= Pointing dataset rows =
☆ ☆ ☆
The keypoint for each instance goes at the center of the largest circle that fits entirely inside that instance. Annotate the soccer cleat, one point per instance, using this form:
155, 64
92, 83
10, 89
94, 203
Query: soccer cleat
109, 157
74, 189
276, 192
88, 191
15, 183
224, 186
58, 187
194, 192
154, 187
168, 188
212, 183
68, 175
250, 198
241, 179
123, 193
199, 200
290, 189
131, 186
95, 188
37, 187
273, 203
☆ ☆ ☆
Can you rewrite the rows above with "soccer cleat" swapped for "football boot" everywhere and nothing else changed?

The keypoint for each instance goes at the center of the largest circle that fits entirely inside that instance. Annotate the football boot, one point per instance, using this form:
155, 64
92, 83
10, 89
94, 203
Query: football boot
109, 157
74, 189
276, 192
88, 191
15, 183
224, 186
58, 187
194, 192
154, 187
168, 188
212, 183
68, 175
250, 198
241, 179
123, 193
199, 200
290, 189
131, 186
95, 188
37, 187
273, 203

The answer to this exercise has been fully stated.